[Recorded data]
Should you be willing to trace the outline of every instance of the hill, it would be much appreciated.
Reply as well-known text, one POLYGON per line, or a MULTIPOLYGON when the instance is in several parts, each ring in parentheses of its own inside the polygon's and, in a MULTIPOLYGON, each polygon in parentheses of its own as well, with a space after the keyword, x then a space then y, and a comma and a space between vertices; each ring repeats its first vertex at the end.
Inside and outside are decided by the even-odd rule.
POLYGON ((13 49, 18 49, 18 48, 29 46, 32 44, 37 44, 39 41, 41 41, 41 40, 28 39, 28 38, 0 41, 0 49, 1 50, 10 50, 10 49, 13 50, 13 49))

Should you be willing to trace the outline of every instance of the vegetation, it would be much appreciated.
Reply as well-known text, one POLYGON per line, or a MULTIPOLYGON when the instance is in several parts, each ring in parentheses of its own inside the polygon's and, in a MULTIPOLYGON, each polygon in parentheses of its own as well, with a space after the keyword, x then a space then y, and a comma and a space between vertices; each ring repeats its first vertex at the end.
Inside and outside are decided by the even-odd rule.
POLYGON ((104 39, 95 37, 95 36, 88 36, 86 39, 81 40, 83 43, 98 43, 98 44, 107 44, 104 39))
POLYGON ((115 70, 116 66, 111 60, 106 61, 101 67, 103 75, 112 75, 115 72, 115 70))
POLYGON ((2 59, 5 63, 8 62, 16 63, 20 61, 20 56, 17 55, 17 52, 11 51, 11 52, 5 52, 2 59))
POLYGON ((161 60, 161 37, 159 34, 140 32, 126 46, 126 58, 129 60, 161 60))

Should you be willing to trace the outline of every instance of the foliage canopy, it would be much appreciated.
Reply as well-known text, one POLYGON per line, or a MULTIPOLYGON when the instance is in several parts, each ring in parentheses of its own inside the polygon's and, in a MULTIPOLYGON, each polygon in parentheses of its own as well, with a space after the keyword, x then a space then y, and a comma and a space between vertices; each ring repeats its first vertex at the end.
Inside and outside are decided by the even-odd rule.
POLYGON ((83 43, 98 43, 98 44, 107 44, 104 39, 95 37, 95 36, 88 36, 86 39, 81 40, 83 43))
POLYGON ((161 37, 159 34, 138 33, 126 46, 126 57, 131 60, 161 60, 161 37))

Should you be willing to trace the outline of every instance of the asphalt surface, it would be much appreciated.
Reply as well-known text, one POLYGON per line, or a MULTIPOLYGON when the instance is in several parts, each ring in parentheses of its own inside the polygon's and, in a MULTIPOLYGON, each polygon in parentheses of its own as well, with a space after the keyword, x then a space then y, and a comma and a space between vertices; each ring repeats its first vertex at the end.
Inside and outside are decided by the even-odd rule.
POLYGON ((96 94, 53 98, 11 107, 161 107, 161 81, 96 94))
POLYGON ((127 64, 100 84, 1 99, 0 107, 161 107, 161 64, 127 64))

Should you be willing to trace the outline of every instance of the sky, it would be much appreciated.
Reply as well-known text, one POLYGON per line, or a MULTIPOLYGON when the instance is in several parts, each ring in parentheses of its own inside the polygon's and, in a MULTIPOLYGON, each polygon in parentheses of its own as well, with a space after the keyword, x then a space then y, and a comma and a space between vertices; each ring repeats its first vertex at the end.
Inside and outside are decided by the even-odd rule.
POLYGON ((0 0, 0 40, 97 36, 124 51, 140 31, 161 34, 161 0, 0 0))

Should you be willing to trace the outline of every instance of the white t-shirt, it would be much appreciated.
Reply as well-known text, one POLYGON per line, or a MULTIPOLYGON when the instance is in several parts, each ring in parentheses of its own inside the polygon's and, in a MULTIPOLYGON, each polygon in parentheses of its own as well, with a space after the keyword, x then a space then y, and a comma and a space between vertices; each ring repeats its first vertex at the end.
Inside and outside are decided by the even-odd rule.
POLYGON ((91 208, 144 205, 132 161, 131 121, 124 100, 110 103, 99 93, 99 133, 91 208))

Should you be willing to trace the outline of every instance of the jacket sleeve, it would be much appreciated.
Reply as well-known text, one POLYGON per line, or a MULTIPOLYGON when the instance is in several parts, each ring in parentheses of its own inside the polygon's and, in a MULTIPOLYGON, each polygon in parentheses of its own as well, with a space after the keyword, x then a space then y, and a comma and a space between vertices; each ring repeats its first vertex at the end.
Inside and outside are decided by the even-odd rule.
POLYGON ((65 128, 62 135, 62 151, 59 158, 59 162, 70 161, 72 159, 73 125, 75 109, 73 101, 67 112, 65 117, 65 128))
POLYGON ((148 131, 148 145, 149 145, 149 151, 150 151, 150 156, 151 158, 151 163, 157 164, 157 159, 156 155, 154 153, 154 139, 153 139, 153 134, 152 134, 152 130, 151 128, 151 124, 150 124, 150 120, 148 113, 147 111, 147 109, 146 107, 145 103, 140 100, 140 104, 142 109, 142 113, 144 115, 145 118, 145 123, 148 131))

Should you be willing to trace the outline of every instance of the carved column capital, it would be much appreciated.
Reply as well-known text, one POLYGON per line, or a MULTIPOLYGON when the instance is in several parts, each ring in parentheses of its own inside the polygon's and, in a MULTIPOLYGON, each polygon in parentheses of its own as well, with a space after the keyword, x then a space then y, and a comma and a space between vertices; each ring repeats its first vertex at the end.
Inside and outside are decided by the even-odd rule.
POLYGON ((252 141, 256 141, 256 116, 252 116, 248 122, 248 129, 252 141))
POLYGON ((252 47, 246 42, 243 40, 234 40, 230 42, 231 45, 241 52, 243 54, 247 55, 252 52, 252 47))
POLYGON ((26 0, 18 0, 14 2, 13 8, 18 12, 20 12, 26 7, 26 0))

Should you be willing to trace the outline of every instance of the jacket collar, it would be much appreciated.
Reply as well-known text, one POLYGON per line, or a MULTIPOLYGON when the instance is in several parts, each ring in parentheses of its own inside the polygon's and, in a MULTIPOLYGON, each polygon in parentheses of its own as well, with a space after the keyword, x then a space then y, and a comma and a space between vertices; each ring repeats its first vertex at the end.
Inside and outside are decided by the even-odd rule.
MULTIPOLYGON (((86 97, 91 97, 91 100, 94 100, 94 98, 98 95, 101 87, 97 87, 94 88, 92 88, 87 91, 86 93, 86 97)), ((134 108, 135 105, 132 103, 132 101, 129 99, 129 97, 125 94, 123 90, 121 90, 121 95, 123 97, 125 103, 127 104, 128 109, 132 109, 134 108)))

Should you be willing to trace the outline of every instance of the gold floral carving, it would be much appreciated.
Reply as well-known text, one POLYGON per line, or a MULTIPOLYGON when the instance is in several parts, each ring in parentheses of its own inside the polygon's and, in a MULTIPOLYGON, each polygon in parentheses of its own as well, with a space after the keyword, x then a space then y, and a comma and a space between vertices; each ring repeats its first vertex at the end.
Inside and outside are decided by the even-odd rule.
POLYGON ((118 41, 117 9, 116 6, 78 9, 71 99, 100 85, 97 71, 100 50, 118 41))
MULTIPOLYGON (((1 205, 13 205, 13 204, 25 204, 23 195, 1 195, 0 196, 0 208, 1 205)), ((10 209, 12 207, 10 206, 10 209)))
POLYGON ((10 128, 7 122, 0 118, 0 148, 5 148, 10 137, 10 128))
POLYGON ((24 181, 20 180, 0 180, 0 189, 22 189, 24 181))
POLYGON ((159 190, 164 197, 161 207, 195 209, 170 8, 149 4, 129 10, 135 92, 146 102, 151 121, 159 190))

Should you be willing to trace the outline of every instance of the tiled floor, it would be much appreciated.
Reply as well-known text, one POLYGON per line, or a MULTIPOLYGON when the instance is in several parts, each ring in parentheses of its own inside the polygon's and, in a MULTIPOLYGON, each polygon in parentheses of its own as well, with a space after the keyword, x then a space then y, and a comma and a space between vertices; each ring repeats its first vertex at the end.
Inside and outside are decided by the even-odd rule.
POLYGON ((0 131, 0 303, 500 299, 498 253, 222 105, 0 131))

* _Aim_
All lines from the one containing "carving, it would be much appreciated." through the final line of the listing above are to be reproduced exactly; include both and add nothing.

* _Reply_
Should you be willing to trace the outline of every instance of the gold floral carving, it would be much appreciated.
Reply as well-known text, one POLYGON per line, or a MULTIPOLYGON when the instance is in several parts, each ring in parentheses of its own inside the polygon's and, in a MULTIPOLYGON, each polygon in parentheses of its own as well, with a space after the keyword, x then a space then y, and a comma and a space between vertices; each ring repeats its first vertex at the end.
Inside and outside are decided by the even-odd rule.
POLYGON ((118 41, 117 9, 116 6, 78 9, 71 99, 100 85, 97 71, 100 50, 118 41))
MULTIPOLYGON (((1 205, 13 205, 13 204, 25 204, 23 195, 1 195, 0 196, 0 208, 1 205)), ((10 209, 12 207, 10 206, 10 209)))
POLYGON ((10 128, 7 122, 0 118, 0 148, 5 148, 10 137, 10 128))
POLYGON ((24 181, 20 180, 0 180, 0 189, 22 189, 24 181))
POLYGON ((159 190, 164 197, 161 207, 195 209, 170 8, 149 4, 129 10, 135 92, 146 102, 151 121, 159 190))

Should you be willing to trace the outline of every instance of the tiled floor, it would be much appreciated.
Reply as well-known text, one POLYGON per line, or a MULTIPOLYGON when the instance is in several parts, each ring in parentheses of its own inside the polygon's and, in a MULTIPOLYGON, each polygon in parentheses of its own as well, with a space after the keyword, x then a space then y, and a comma and a space between vertices; each ring repeats its first vertex at the end.
Inside and outside are decided by the even-odd rule.
POLYGON ((0 131, 0 303, 500 299, 498 253, 222 105, 0 131))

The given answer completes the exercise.